── Source text

## Section II Python and Vectorization

#### 1. Vectorization

##### (1) Example of calculating *z* in logistic regression
$z = w^Tx + b, \mathrm{where:} w = \left[\begin{array}{c}
w_1\\
w_2\\
\vdots\\
w_{n_x}
\end{array}\right], x = \left[\begin{array}{c}
x_1\\
x_2\\
\vdots\\
x_{n_x}
\end{array}\right]; w \in \textbf{R}^{n_{x}}, x \in \textbf{R}^{n_{x}}$

- **For non-vectorized (i.e. *for* loop) case**:
    - 1. $z = 0$
    - 2. for *i* in range($n_x$):
        - 3-1. $z\ +=\ w^{(i)}x^{(i)}$
    - 4. $z\ +=\ b$
- **for vectorized case**:
    - 1. $z = \mathrm{np.dot}(w,x)+b$

##### (2) Vectorization saving time (Python)

In [7]:
import numpy as np
import time

a = np.random.rand(1000000)
b = np.random.rand(1000000)

In [8]:
# Get the computation time with vectorized method np.dot
tic = time.time()
c = np.dot(a,b)
toc = time.time()

print('c = ' + str(c) + ', Vectorized version:' +str(1000*(toc-tic)) + 'ms')

c = 249869.8724567009, Vectorized version:0.9975433349609375ms


In [9]:
# Get the computation time with non-vectorized method for loop 
tic = time.time()
c = 0
for ai, bi in zip(a,b):
    c += ai*bi
toc = time.time()
print('c = ' + str(c) + ', Non-vectorized version:' + str(1000*(toc-tic))+'ms')

c = 249869.87245669932, Non-vectorized version:328.11975479125977ms


- Comparing the two codes: vectorization speeds up more than **300** times!
- Using the internal functions (like *np.dot*) can enable python numpy to use parallelism methods to compute with GPU and CPU much faster.
- **Rule of thumb**: whenever possible, avoid explicit *for* loops.

────
── Task data

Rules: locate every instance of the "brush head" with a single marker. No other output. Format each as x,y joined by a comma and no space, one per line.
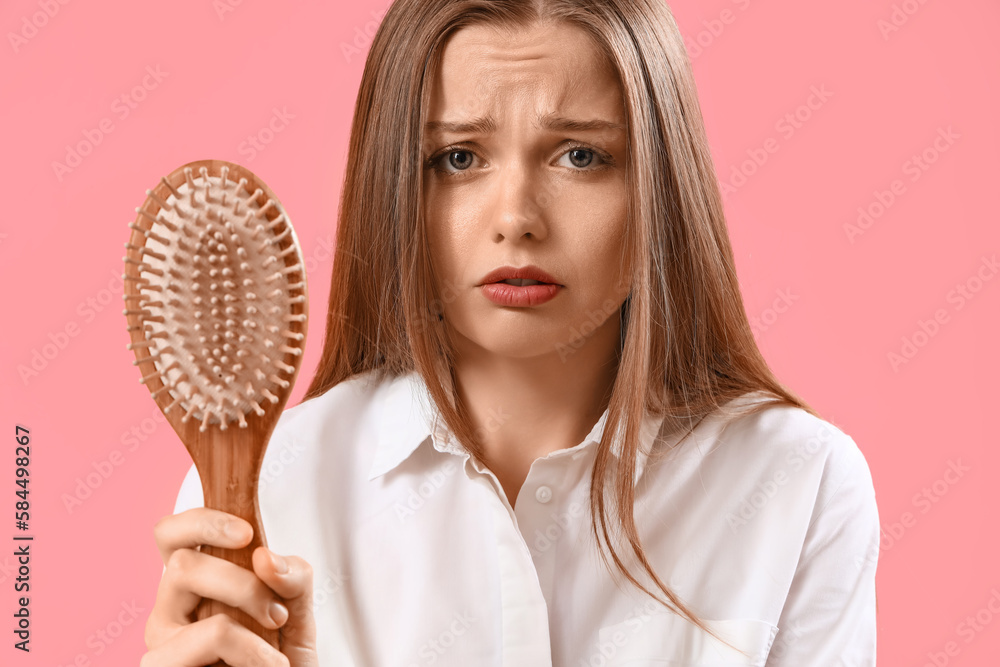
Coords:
215,295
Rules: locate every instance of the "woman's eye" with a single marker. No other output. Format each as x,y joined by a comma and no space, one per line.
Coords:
580,157
458,160
454,162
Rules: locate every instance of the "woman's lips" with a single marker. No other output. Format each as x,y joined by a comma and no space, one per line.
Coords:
516,296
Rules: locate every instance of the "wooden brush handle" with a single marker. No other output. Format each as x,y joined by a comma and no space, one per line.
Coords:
228,463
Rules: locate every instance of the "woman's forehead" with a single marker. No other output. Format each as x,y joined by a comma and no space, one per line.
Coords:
544,71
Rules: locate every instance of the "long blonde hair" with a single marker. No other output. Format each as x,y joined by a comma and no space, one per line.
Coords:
686,347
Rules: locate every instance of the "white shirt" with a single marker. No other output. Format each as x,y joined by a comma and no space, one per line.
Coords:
767,529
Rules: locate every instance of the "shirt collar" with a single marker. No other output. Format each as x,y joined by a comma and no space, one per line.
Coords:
407,417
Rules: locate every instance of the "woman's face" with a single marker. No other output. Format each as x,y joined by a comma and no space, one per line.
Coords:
537,179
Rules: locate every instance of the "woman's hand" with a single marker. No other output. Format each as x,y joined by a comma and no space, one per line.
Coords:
278,594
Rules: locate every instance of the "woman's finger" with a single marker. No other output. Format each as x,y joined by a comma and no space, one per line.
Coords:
212,639
291,577
192,575
199,526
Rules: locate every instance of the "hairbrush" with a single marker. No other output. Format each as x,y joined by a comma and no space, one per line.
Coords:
216,303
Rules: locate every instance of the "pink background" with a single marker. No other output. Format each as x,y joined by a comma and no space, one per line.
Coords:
851,298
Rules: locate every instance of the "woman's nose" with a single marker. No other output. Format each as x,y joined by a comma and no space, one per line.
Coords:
516,209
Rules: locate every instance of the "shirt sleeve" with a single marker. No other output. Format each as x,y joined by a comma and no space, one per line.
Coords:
829,615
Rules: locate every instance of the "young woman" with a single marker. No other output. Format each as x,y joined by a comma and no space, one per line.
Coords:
474,447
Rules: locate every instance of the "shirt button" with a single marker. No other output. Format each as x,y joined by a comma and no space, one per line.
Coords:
543,494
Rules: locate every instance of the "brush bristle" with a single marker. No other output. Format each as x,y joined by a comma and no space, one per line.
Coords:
217,285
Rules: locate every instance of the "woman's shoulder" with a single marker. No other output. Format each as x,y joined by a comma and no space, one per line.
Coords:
344,402
780,444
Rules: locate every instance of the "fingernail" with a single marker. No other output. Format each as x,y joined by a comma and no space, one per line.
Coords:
235,530
280,565
277,612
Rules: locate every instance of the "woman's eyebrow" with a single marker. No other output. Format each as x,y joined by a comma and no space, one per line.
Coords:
487,125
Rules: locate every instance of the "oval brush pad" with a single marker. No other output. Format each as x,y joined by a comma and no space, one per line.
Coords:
216,303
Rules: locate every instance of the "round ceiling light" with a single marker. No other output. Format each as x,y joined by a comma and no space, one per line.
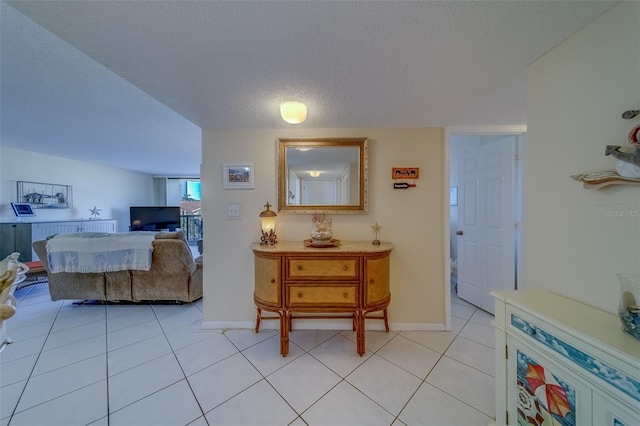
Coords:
293,112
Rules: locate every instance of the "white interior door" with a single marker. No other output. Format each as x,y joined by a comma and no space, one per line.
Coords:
486,221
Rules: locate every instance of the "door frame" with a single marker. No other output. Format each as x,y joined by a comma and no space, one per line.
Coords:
474,130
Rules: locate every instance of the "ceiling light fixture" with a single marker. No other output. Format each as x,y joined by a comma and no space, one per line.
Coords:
293,112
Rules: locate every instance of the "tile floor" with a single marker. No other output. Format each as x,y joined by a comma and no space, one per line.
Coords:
153,365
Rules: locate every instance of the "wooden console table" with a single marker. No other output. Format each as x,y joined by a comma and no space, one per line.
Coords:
348,281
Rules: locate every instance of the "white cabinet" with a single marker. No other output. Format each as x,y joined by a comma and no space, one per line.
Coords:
563,363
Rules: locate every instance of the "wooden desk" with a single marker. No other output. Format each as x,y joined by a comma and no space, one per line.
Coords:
349,281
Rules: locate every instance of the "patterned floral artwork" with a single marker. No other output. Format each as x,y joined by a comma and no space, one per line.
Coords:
543,398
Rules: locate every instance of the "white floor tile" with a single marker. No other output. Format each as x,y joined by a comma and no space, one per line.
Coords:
430,406
482,317
62,381
267,408
204,353
437,341
174,405
76,334
340,355
309,339
345,405
218,383
373,339
81,316
134,334
410,356
123,318
479,333
17,370
469,385
473,354
266,357
149,349
138,382
70,354
22,347
303,381
384,382
187,335
9,397
84,406
464,311
136,354
242,339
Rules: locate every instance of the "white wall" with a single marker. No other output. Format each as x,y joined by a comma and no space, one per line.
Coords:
576,240
110,189
412,219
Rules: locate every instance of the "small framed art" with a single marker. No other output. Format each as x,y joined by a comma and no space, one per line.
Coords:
453,196
238,176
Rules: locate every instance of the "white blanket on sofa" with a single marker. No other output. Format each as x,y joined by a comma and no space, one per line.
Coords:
98,252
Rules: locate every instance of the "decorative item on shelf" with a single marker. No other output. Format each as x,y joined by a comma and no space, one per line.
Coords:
321,229
268,219
627,167
376,228
293,112
95,212
629,308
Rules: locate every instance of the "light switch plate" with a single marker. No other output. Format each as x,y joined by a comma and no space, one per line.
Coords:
233,210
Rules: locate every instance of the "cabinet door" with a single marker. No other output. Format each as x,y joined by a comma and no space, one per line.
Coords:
268,289
376,281
607,412
43,230
540,391
15,237
107,226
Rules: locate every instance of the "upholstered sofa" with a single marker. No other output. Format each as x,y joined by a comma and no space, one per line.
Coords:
174,276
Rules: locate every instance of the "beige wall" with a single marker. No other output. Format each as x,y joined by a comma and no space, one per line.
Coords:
576,240
412,219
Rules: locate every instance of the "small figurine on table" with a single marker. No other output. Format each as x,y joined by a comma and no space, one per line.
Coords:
376,228
95,212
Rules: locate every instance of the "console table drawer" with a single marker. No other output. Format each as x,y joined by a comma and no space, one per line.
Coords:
318,295
334,269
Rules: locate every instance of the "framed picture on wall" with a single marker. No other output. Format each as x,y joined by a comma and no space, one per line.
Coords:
238,176
45,195
453,196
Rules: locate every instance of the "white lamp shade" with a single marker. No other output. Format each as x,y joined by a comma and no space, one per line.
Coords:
293,112
268,223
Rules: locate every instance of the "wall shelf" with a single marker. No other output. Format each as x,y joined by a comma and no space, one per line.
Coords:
599,180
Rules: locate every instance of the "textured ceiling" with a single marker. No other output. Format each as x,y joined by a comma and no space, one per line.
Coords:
94,79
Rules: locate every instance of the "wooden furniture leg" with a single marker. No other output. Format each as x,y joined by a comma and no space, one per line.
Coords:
258,318
285,320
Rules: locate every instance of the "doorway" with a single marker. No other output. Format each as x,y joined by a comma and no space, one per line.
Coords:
485,178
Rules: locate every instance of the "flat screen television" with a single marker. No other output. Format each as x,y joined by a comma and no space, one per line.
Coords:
154,218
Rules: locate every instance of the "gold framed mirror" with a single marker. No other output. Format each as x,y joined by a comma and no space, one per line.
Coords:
323,175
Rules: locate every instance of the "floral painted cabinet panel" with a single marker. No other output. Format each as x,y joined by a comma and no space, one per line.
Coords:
565,363
545,393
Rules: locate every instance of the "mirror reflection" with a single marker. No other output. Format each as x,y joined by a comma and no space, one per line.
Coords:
322,175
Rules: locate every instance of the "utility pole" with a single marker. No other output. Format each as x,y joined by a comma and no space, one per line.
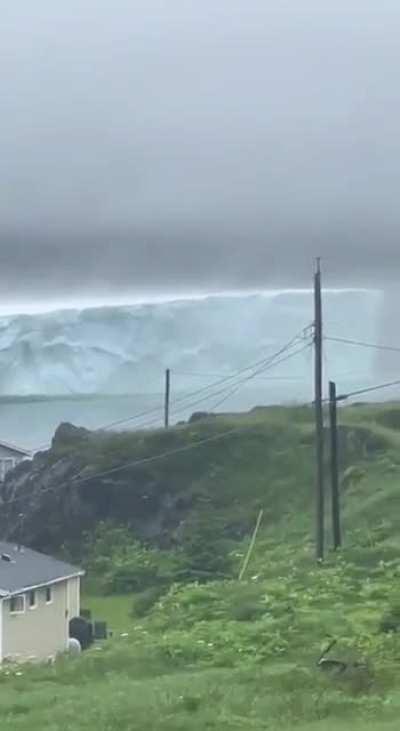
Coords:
336,529
167,394
319,418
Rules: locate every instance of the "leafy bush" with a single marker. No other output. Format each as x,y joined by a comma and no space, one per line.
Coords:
121,565
390,621
144,601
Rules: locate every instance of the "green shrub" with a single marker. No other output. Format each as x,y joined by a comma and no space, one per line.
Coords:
144,601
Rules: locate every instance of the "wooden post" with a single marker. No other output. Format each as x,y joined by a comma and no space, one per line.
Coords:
251,546
336,528
167,394
319,419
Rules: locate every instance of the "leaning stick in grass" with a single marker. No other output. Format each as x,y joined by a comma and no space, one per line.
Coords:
251,546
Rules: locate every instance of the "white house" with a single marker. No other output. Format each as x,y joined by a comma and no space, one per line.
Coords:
39,595
10,456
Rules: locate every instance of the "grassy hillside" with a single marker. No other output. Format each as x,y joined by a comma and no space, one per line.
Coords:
223,654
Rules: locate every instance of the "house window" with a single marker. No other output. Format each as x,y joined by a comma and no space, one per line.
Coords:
17,604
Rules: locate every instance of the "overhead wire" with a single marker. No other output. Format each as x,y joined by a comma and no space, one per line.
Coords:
362,344
184,401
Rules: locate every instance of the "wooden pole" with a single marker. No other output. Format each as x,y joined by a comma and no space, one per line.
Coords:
251,546
319,419
167,395
336,528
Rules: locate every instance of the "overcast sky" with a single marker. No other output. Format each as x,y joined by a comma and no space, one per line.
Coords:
196,145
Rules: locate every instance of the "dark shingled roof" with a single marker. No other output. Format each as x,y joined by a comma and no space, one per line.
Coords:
29,568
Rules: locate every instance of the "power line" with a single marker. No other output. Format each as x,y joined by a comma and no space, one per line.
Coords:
215,375
362,344
369,389
136,463
272,365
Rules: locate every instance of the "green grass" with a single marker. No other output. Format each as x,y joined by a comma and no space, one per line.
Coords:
231,655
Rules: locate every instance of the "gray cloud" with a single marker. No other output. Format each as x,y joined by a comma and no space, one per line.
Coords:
174,146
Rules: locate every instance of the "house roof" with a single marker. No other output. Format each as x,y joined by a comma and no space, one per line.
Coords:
21,569
14,448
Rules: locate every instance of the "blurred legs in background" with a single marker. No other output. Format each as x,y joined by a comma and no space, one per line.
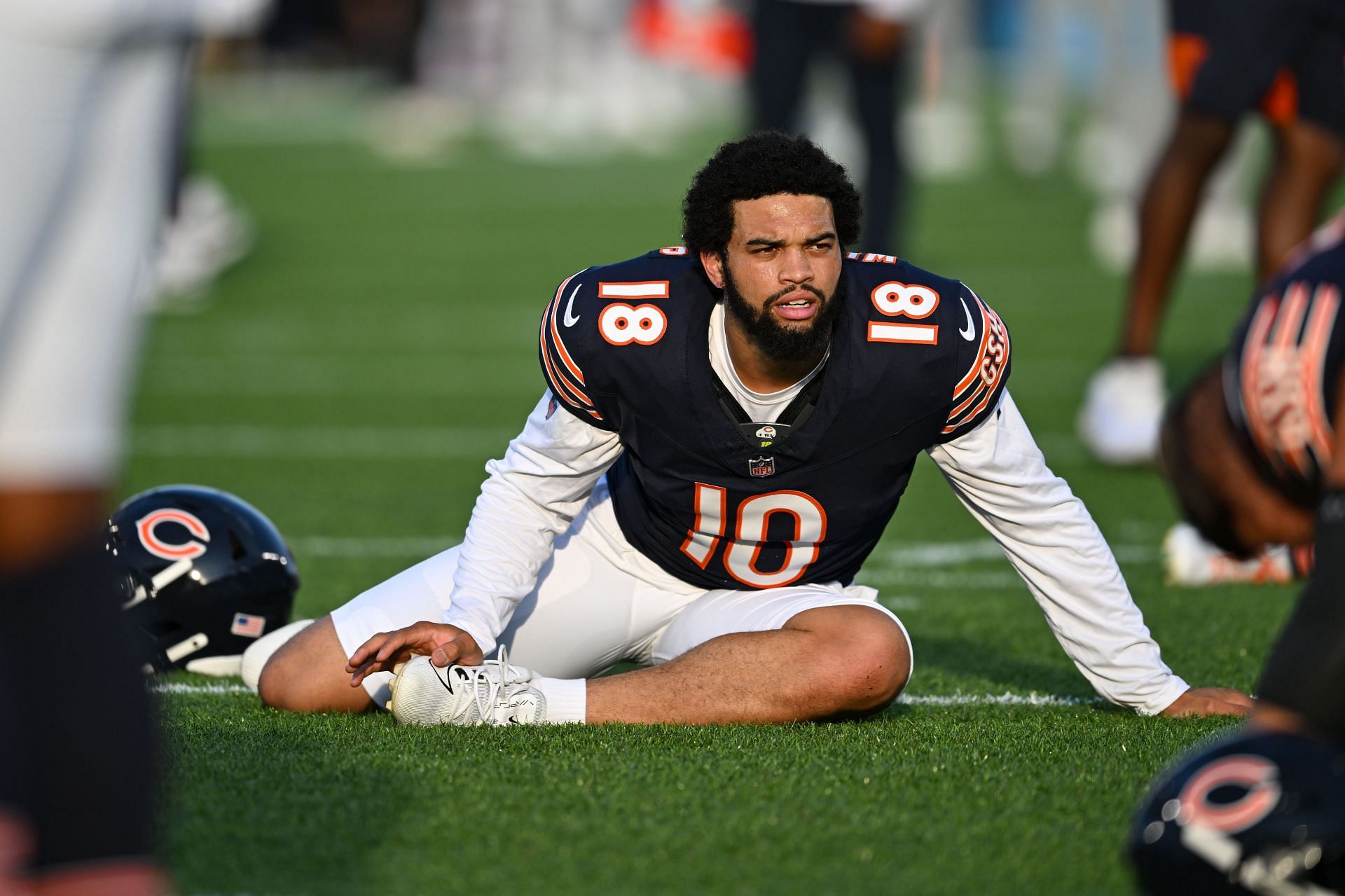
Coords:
790,35
1225,62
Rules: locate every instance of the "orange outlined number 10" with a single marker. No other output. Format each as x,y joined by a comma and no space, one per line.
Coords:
743,553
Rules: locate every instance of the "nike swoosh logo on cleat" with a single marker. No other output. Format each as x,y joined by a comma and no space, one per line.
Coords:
572,319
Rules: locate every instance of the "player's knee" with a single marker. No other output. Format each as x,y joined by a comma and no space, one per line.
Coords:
868,657
877,666
265,647
307,673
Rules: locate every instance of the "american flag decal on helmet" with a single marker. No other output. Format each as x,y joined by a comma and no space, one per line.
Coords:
248,626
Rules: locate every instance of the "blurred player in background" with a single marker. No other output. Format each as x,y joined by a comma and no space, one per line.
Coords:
1255,454
1251,446
869,39
1281,57
86,99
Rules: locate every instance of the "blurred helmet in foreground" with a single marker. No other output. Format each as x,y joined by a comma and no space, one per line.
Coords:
1258,813
202,574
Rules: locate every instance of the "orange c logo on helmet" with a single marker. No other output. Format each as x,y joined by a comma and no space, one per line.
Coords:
160,548
1257,777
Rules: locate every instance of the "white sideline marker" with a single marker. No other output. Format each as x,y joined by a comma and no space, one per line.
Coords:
915,700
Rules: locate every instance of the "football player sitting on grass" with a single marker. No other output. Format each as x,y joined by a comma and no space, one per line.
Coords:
728,428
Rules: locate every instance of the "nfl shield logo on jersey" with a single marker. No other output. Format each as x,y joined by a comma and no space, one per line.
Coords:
761,466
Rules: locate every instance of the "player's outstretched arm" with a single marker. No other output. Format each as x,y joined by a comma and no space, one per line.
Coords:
1210,701
1052,541
441,643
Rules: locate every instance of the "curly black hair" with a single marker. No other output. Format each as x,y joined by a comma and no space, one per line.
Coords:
764,165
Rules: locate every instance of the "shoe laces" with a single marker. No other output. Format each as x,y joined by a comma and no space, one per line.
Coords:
485,685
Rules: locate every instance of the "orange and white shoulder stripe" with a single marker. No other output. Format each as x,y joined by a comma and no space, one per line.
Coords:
563,371
1317,336
984,380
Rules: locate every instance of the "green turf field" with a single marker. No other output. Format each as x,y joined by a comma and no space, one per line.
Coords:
353,377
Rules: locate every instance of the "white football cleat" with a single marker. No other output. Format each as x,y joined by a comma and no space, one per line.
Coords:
207,236
492,693
1191,560
1124,411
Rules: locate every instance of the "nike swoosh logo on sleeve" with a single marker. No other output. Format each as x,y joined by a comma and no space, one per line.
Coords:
572,319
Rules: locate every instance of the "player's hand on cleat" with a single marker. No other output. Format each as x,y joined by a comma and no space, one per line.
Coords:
387,650
491,693
1210,701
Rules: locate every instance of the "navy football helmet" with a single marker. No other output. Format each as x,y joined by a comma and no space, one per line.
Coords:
1258,813
202,574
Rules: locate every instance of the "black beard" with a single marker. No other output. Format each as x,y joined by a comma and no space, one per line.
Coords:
775,339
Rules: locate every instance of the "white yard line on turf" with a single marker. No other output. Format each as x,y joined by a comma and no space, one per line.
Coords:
375,546
915,700
338,443
909,564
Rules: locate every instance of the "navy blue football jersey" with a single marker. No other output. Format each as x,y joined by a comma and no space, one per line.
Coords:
916,359
1283,368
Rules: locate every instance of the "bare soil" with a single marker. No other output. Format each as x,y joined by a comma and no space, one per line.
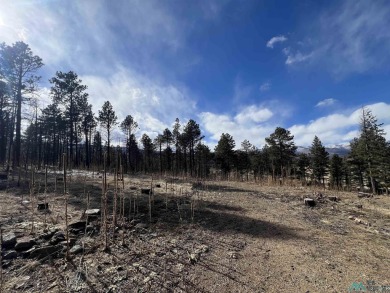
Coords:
207,237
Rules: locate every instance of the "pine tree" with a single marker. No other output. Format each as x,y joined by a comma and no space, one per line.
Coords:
128,126
303,163
281,150
368,151
336,171
67,90
319,158
108,121
224,153
148,151
18,66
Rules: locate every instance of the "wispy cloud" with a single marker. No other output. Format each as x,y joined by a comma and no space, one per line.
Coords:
296,57
338,128
154,106
252,122
326,102
274,40
350,39
266,86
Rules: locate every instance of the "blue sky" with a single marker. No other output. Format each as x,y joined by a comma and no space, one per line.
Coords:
242,67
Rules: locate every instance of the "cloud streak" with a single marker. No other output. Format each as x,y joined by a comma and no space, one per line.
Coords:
275,40
326,102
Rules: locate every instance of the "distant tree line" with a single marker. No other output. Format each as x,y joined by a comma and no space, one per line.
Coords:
68,125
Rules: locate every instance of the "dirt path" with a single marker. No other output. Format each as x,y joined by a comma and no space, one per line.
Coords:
243,238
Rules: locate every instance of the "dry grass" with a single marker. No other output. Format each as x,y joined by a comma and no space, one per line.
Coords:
223,236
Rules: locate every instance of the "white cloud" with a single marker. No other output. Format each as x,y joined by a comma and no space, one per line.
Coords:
253,114
297,57
266,86
154,106
338,128
252,123
354,38
255,123
326,102
274,40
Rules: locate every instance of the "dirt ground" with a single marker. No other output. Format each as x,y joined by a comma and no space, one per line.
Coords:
202,237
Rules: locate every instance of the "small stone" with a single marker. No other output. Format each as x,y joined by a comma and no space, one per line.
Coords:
309,202
9,240
233,254
193,258
146,191
11,254
42,206
57,237
76,249
141,226
24,243
45,251
92,212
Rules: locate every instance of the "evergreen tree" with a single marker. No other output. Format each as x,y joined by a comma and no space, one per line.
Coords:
192,135
303,163
202,159
108,121
148,152
319,160
67,90
18,66
368,151
336,171
4,114
224,153
128,126
281,151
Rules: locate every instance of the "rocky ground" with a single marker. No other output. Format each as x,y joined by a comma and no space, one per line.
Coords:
197,237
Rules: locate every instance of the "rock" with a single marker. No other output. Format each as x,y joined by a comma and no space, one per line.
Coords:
141,226
57,237
9,240
41,252
47,235
193,258
24,243
5,263
233,254
202,249
43,206
92,212
10,254
309,202
77,227
362,194
146,191
76,249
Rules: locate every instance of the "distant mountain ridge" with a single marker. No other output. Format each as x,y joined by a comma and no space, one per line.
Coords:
335,150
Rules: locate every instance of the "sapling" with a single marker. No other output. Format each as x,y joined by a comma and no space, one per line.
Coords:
66,208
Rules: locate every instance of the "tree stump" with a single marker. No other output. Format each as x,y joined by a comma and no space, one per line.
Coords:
309,202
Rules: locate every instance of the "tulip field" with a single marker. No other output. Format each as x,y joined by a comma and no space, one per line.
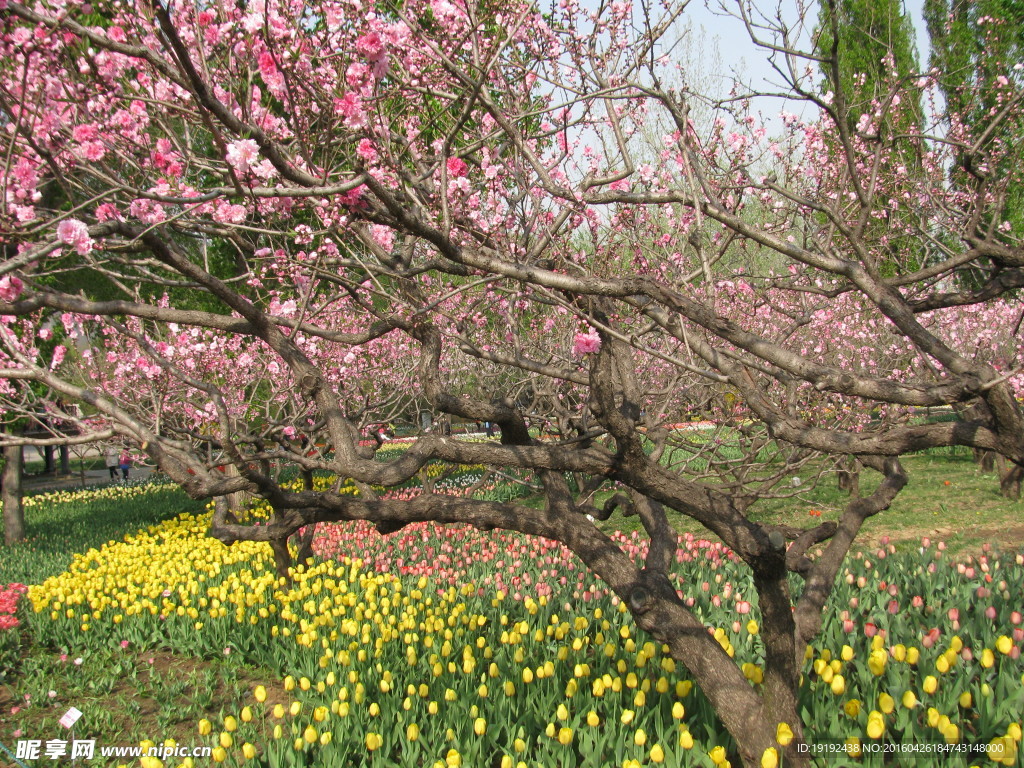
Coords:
446,646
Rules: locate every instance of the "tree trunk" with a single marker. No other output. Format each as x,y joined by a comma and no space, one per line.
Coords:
239,499
849,476
13,512
985,459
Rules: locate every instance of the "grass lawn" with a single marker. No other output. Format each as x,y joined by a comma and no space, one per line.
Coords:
947,498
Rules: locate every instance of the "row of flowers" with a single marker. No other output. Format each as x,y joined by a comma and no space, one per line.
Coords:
448,644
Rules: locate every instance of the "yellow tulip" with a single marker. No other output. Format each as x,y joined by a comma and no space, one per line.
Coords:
783,734
877,662
886,704
876,724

────

[Directives]
1) List every line of the entries above that contains the word "floor".
2) Extend the vectorization notes beyond the last line given.

[Answers to the exercises]
1)
Rules: locate every instance of the "tile floor" with a single marker. No other output. Format each as x,y joined by a comma and no space, one per line.
Rules: locate every instance of the "white floor tile" with a single marker. No other output. Format each as x,y joined by a comma and no space, one per line.

2)
##### (3) Other vectorization examples
$\boxed{\textbf{u}_{m} = \textbf{A}_{mn}\textbf{v}_{n}}$

- **For non-vectorized (i.e. *for* loop) case**:
    - 1. $\textbf{u} = \mathrm{np.zeros}((n,1))$
    - 2. *for* $i\ \mathrm{in}\ \mathrm{range}(m)$:
        - 3. *for* $j\ \mathrm{in}\ \mathrm{range}(n)$:
            - 4. $\textbf{u}_i\ += \textbf{A}_{ij}*\textbf{v}_j$
- **for vectorized case**:
    - 1. $\textbf{u} = \mathrm{np.dot}(\textbf{A},\textbf{v})$  
$\qquad\qquad\qquad\qquad\qquad\qquad\qquad$  

$\boxed{\textbf{v} =  \left[\begin{array}{c}
v_1\\
v_2\\
\vdots\\
v_n
\end{array}\right] \Longrightarrow \textbf{u} = \left[\begin{array}{c}
e^{v_1}\\
e^{v_2}\\
\vdots\\
e^{v_n}
\end{array}\right]}$
- **For non-vectorized (i.e. *for* loop) case**:
    - 1. $\textbf{u} = \mathrm{np.zeros}((n,1))$
    - 2. *for* $v_i\ \mathrm{in}\ \textbf{v}$:
        - 3. $u_i = e^{v_i}$
- **for vectorized case**:
    - 1. $\textbf{u} = \mathrm{np.exp}(\textbf{v})$

$\qquad\qquad\qquad\qquad\qquad\qquad\qquad$
- **Other vectorization codes**:
    - np.log(v) - computes natural logarithm of every elements in *v*
    - np.abs(v) - computes the absolute value of every elements in *v*
    - np.maximum(u,v) - compares every elements in *u* and *v* and provides the maximum of every pair
    - v**2 - computes the square of every elements in *v*
    - 1/v - computes the inverse of every elements in *v*

#### 2. Vectorizing Logistic Regression

-   **Original code** (from ***Week2-1**: 7. Logistic Regression Gradient Descent*)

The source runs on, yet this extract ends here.